#### [Passage shown]

________________

Saudi Regime is Responsible for the Fate of the Tigrayans after their Deportation to Ethiopia
Human rights sources revealed that a large number of migrant workers who were deported from Saudi Arabia to Ethiopia were subjected to arrest and torture, leading to the death of many, while the fate of dozens of them remains unknown following their transfer to unknown places.
With the outbreak of the Coronavirus in early 2020, the Saudi authorities arrested tens of thousands of Ethiopian workers and detained them in horrific and cruel conditions, on the pretext of combating the epidemic, but according to the detainees’ testimonies, they were held in mass graves, where pollution helped spread epidemics, and while being subjected to beatings, torture and starvation that caused the death of many of them.
A bilateral deportation agreement was concluded between Saudi Arabia and Ethiopia despite the existence of a civil war in the African country and the exposure of the people of Tigray Province to systematic persecution, racist practices, killing and arrest, in a province that includes thousands of migrant workers who were deported from Saudi Arabia and handed over to the authorities in their country.
The crackdown was followed by massive deportations of more than 30,000 Ethiopians between June 26 and July 9 alone.
Upon returning home last year, most of the Tigray workers were arrested and held in special detention centers in Addis Ababa, Oromia in the south, and the Afar region near Tigray.
The migrants identified an agricultural college complex in the town of Shoun in southwestern Ethiopia, about 264 kilometers from Addis Ababa, as a place that had been converted into a detention camp for people deported from Saudi Arabia.
According to some detainees, the conditions of detention in Saudi Arabia are still better than Ethiopian prisons, despite its harshness and inhumanity. Some of them say that beatings and torture become a daily routine and have become a normal practice against them by warders and security personnel.
Furthermore, many of them were subjected to enforced disappearance, and the authorities did not disclose whether they were still alive, especially since many of those who were detained were killed under torture.
Meanwhile, a large number of these workers were forced to work on state farms with no pay in exchange for little food, and those who object to these practices face arrest or death.
We hold the Saudi regime responsible for all the violations that these migrants are subjected to, as they have been deported and removed from the place where they were earning money to support their families, and we stress that handing them over to authorities that have a clear and open rivalry with their race is a crime.
We call on the European Parliament, which intervened to solve the migrant crisis inside Saudi Arabia, to intervene again to save them from the dark fate they face at the hands of the Ethiopian authorities and to open urgent investigations into all the violations and crimes they were subjected to in Saudi Arabia and Ethiopia.
We also call on the international community to take a moral stance and stop any cooperation with these countries that persecute innocent workers and use racist and oppressive practices against different ethnic minorities.

________________

#### [Collected material]
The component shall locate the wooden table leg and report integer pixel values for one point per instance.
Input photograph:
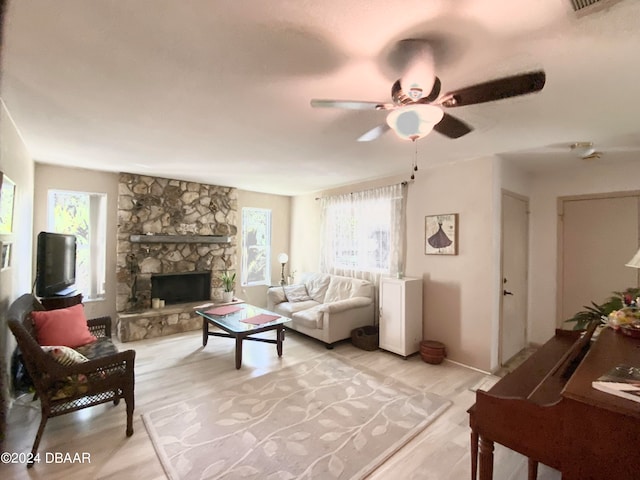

________________

#### [Task statement]
In the passage on the deported Tigrayan workers, what reason is given for holding the Saudi regime responsible for the violations the migrants face? Answer in one to three sentences.

#### [Answer to the exercise]
The passage holds the Saudi regime responsible because the migrants were deported and removed from the place where they earned money to support their families. It adds that handing them over to authorities with a clear and open rivalry with their race is a crime.